Records from a data source:
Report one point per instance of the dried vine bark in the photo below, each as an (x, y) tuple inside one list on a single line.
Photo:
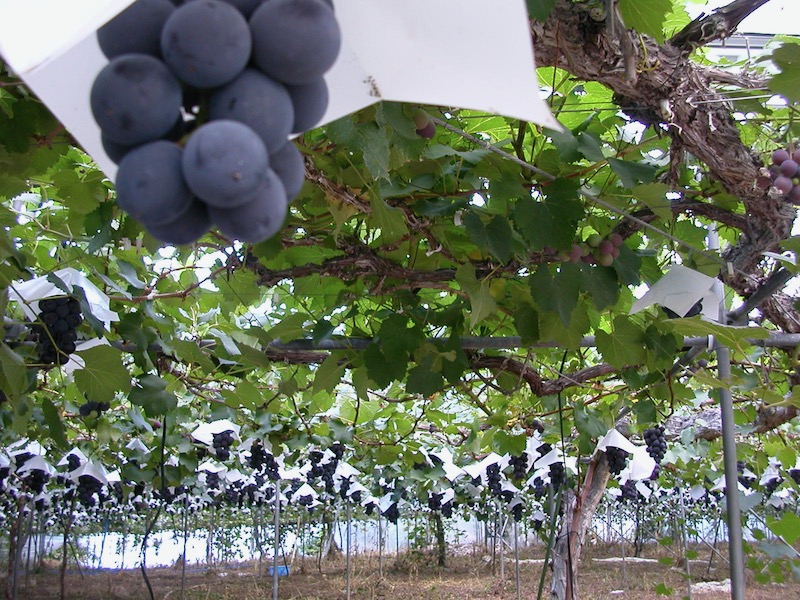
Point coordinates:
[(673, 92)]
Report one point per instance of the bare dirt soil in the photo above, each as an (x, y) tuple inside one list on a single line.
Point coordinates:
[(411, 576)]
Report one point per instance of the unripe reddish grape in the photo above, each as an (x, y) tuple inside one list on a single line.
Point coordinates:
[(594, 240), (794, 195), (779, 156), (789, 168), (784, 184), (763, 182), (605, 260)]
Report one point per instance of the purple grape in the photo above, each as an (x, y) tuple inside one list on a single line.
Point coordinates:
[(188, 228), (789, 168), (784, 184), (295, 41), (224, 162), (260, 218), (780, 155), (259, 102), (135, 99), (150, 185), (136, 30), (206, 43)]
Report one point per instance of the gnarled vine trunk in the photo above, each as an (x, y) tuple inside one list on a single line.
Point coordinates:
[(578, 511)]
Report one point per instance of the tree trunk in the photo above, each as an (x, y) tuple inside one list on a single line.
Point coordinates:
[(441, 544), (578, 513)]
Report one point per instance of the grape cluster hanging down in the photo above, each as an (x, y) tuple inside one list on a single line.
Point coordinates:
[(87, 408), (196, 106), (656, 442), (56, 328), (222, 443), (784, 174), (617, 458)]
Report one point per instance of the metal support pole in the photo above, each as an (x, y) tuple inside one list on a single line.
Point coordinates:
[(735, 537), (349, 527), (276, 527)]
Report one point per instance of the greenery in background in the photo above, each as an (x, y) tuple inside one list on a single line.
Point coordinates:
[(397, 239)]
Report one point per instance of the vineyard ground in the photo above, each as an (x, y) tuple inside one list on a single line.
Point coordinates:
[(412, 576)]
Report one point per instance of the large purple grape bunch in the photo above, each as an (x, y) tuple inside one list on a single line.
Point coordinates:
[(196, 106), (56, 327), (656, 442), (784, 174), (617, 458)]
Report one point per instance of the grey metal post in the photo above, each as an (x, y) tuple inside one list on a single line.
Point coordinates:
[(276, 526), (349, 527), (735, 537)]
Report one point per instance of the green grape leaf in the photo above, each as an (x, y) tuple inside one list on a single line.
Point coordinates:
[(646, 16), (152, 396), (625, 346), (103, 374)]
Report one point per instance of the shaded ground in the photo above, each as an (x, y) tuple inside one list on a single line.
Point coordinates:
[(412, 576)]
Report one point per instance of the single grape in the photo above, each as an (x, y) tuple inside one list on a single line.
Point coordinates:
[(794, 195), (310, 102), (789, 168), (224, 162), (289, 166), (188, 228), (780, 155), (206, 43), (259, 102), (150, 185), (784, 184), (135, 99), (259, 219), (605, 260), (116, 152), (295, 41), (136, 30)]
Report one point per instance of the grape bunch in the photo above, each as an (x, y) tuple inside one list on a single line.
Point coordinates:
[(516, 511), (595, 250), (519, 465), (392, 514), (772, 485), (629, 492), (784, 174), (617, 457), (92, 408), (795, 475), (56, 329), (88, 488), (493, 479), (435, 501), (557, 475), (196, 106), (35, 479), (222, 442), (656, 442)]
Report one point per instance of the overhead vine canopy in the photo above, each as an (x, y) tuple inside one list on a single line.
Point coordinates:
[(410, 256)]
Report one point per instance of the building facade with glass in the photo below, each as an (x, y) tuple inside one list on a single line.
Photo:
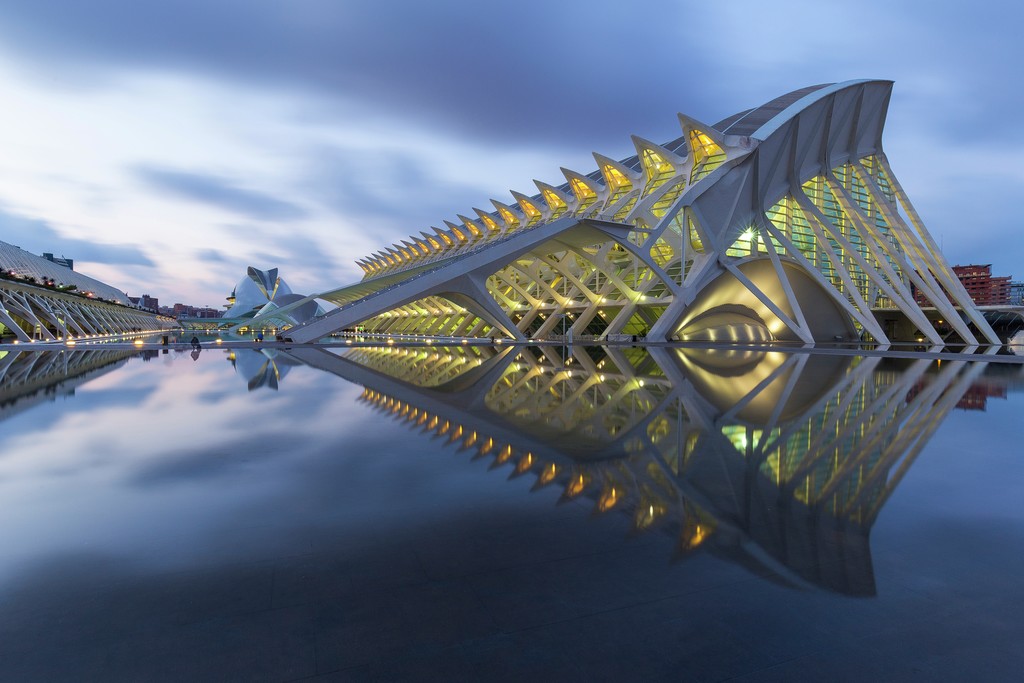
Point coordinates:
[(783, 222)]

# [Assignment]
Print every entry word for word; omit the pictures.

# [Response]
Report one point per instance of the dried vine bark in the photo below, each as an (x, y) tuple inside one list on a single line.
Photo:
Point coordinates:
[(673, 92)]
Report one point per instance of the bare dirt soil in the photo above, each as an (x, y) tuple inside one list on a single line.
Point coordinates:
[(411, 576)]
Report one point per instance of the unripe reddish grape in the photo above, each as an (x, y) tuple inside one list on a single line.
Point coordinates:
[(594, 240), (794, 195), (779, 156), (789, 168), (784, 184), (763, 182), (605, 260)]
Report one point per instance of the purple grape in the photo above, each as an (x, y) tuple inside one list on a single line.
Point coordinates:
[(188, 228), (789, 168), (784, 184), (295, 41), (224, 162), (260, 218), (780, 155), (259, 102), (135, 99), (150, 185), (136, 30), (206, 43)]
Report one point per instance of the gnarled vine trunk in the photo above, each as an (x, y) tuple inside one list on a single line.
Point coordinates:
[(578, 511)]
Report one point per instance of the tree trunk in the photo above, each as an (x, y) tuple inside one list on a single line.
Point coordinates:
[(441, 544), (578, 513)]
Report one point per instance of the grape cluster hanging down in the photo above, each as an (x, y) tuple inside one list on a single line.
Point coordinates:
[(87, 408), (196, 106), (656, 442), (56, 328), (222, 443), (784, 174), (617, 458)]
Report one point per instance of the metal support pole in the photo above, each as an (x, y) tuple inside one list on a single line.
Point coordinates:
[(735, 537), (349, 527), (276, 527)]
Report one point per instance of the greenery in background in the photo above, each as an (x, y) tuple inside one list on a single line.
Point coordinates:
[(397, 239)]
Report one point per instance of the vineyard ground in the photo above, each as an (x, y) tuple inside one list on a single line.
Point coordinates:
[(412, 576)]
Report one point per instance of the large purple grape bunch in the photo above, each as an (x, y) tuple inside one list on a single line.
Point coordinates:
[(196, 106), (56, 327), (656, 442), (784, 174), (617, 458)]
Report one point per instance of the grey metal post in the photo above, each as an (x, y) tuple inside one list on a single line.
Point coordinates:
[(276, 526), (349, 527), (735, 537)]
Report one point per instance of the green grape leaf in the photo above, each as an (x, y) tuple inside one list on a single line.
Point coordinates:
[(646, 16), (152, 396), (625, 346), (103, 374)]
Report one point per instance of the shaded ground in the photo above, each as an (x, y) tuple inside one list on a single line.
Point coordinates:
[(412, 576)]
Report one point per instance of the single grape in the photo above, each as an (x, y) tuple inside one list on a single line.
Point coordinates:
[(794, 195), (310, 102), (789, 168), (224, 162), (289, 166), (188, 228), (780, 155), (206, 43), (259, 102), (150, 185), (784, 184), (135, 99), (259, 219), (605, 260), (116, 152), (295, 41), (136, 30)]
Report one point per instance of the grape bunch in the photo above, each as an (x, y) tuple inside one list on a single line.
Point coordinates:
[(516, 511), (595, 250), (519, 465), (392, 514), (772, 485), (629, 492), (784, 174), (617, 457), (92, 408), (795, 475), (56, 329), (88, 488), (493, 479), (435, 501), (557, 475), (196, 106), (35, 479), (222, 442), (656, 442)]
Report one point per instance of the overhead vine canopy in the photo above, each as an (x, y) tuple inside one list on a single line.
Point coordinates:
[(410, 256)]
Report one point per instance of the building facade with glass in the photo below, each as an (x, y) tuple inside one list on a single line.
Photo:
Point coordinates:
[(783, 222)]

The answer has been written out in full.